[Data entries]
──────────

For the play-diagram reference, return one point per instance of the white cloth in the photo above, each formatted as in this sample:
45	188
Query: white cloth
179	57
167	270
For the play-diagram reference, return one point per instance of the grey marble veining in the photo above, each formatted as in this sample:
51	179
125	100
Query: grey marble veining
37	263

──────────

Lines in the data containing the string "this" are to be counted; give that number alone.

# Reply:
2